● **TO DO**:
After locating the line with "Target: wire strung between posts" in the data that follows, return it and every later line exactly, up to and including the line with "Question. Provide the position of each instance of the bamboo".
━━━━━ PROVIDED RECORDS
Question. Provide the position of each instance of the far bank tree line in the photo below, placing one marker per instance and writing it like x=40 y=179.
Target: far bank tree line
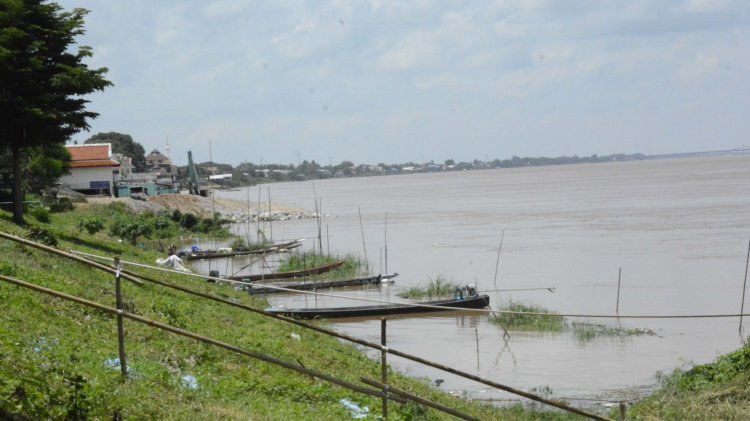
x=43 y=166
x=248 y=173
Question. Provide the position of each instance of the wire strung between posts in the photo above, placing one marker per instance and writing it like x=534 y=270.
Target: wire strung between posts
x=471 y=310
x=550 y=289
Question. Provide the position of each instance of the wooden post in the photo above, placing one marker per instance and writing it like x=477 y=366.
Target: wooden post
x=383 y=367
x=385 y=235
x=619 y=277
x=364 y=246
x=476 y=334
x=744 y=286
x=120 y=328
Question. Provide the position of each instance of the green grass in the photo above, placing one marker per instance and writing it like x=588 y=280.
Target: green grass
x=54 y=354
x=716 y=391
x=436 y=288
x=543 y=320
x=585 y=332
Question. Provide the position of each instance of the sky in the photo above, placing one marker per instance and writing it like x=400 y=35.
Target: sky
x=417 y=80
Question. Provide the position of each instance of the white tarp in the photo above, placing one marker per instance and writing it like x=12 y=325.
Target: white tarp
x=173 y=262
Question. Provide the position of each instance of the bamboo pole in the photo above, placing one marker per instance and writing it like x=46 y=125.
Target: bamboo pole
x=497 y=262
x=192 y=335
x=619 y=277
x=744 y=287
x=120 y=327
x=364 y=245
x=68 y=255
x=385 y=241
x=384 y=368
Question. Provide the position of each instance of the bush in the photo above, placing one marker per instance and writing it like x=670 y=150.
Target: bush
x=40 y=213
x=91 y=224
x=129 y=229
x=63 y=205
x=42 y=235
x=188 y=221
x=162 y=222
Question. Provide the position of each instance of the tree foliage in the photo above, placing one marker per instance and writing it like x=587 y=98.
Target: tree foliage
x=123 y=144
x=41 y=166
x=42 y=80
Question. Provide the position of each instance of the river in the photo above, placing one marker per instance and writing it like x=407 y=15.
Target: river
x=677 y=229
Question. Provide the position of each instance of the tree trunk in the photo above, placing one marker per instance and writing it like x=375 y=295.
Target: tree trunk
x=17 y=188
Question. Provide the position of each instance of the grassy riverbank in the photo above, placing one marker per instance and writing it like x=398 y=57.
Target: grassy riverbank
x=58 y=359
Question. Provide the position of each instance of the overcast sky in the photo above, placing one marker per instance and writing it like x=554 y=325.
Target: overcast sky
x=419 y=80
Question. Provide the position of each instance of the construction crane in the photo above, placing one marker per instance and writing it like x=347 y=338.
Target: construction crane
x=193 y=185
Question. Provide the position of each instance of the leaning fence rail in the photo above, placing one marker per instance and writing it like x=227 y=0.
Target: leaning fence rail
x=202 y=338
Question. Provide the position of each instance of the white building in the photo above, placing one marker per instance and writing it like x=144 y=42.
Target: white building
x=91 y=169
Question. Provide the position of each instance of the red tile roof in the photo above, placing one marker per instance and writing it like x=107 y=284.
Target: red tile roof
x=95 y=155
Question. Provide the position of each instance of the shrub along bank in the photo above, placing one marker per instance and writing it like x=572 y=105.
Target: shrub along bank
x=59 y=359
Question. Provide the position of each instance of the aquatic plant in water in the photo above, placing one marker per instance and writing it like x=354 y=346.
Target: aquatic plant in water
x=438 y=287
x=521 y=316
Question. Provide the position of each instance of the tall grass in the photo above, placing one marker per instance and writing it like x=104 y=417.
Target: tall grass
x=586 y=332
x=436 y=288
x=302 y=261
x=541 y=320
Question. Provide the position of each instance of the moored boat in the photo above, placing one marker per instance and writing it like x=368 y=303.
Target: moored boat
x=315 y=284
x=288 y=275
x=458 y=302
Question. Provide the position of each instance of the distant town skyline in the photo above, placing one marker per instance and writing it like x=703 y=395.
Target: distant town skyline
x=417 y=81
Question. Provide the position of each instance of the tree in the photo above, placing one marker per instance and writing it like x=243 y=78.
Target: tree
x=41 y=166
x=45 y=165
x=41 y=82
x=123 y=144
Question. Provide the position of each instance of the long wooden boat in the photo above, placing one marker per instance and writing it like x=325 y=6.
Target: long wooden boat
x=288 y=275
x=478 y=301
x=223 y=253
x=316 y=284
━━━━━━━━━━
━━━━━ PROVIDED RECORDS
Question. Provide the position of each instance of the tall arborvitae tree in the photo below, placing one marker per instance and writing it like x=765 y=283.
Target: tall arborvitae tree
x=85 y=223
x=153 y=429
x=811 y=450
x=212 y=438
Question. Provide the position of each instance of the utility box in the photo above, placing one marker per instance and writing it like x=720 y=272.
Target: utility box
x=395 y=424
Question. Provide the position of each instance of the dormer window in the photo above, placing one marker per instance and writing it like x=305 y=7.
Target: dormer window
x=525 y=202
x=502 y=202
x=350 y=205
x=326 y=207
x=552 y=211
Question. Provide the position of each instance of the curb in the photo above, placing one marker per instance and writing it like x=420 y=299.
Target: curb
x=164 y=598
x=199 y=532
━━━━━━━━━━
━━━━━ PROVIDED RECORDS
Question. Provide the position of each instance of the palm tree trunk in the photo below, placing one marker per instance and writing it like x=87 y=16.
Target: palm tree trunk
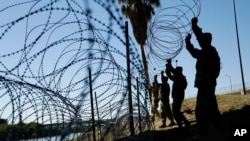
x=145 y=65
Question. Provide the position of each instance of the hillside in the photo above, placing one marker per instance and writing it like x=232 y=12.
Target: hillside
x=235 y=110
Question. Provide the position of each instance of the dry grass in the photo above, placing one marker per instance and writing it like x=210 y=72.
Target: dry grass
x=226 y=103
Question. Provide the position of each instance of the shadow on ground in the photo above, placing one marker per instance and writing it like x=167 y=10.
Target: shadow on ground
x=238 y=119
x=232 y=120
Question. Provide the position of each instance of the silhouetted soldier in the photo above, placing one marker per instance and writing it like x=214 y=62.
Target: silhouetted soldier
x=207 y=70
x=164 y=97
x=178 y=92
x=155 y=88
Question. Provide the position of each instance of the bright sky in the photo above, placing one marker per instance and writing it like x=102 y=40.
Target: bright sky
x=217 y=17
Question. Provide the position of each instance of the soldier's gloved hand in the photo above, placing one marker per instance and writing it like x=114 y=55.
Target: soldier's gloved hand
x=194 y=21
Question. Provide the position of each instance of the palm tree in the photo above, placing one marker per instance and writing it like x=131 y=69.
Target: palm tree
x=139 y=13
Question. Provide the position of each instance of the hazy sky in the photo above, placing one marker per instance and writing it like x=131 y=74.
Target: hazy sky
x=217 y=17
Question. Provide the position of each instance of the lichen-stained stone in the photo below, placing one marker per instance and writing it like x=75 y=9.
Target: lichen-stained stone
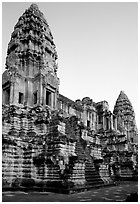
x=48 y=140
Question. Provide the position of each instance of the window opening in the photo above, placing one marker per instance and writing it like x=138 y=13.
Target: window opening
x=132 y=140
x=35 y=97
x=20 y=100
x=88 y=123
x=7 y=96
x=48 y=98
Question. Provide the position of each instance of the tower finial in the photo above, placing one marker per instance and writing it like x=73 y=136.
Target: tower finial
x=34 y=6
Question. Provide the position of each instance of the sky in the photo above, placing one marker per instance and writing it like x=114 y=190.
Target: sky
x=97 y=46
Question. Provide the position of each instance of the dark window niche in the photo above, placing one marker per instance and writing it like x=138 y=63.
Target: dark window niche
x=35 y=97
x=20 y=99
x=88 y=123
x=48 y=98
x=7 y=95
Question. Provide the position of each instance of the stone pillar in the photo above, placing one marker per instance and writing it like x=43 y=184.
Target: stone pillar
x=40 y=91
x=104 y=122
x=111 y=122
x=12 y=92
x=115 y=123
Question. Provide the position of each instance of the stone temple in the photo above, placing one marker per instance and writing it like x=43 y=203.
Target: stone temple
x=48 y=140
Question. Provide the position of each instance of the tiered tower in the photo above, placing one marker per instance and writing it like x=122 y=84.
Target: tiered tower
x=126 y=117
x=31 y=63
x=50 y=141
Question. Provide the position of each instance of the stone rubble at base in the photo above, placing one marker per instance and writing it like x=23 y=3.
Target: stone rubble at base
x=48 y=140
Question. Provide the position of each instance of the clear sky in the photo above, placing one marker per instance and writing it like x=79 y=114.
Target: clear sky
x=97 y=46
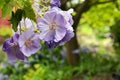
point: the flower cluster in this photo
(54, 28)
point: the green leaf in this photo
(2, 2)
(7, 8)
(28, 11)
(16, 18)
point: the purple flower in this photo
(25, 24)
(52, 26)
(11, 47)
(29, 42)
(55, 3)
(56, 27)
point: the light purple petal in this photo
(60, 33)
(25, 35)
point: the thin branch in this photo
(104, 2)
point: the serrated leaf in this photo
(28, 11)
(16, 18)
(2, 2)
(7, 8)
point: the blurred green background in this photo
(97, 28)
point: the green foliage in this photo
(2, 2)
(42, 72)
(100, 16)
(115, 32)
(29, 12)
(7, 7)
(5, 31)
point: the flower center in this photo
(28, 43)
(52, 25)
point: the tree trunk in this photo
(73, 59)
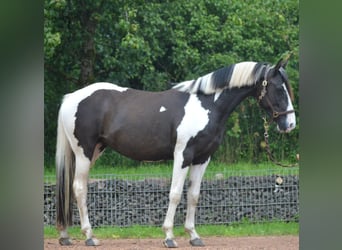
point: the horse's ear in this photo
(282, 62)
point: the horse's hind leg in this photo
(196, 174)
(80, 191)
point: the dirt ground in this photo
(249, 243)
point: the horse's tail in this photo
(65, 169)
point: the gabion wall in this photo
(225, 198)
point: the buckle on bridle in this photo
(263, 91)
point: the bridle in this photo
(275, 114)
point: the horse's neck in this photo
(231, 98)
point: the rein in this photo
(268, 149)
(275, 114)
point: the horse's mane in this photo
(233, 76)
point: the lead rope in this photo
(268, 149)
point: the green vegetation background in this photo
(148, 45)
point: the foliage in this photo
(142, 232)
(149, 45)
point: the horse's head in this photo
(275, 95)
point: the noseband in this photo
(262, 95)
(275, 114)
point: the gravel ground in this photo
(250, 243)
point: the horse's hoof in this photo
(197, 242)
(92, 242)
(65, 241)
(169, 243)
━━━━━━━━━━
● **SOLUTION TO THIS PROBLEM**:
Target: wire strung between posts
x=471 y=310
x=550 y=289
Question. Provide the position of each instance of the wooden post in the photo above, placing one marker per instance and writing it like x=477 y=366.
Target: wooden post
x=383 y=367
x=385 y=235
x=619 y=277
x=364 y=246
x=476 y=334
x=744 y=286
x=120 y=328
Question. Provide the position of each instance of the green grass in the photo above, placing one marker per instance and writing it like x=588 y=280.
Target: green grass
x=54 y=354
x=716 y=391
x=436 y=288
x=543 y=320
x=585 y=332
Question. Provide the position of each instance of the sky in the photo above, placing one marker per instance and writing it like x=400 y=35.
Target: sky
x=417 y=80
Question. Provide the position of each instance of the white tarp in the photo above, placing one marker per instance and writing it like x=12 y=325.
Target: white tarp
x=173 y=262
Question. Provide the position of each instance of the bamboo pole in the photo above, placing one marker per instance and writing it like x=46 y=125.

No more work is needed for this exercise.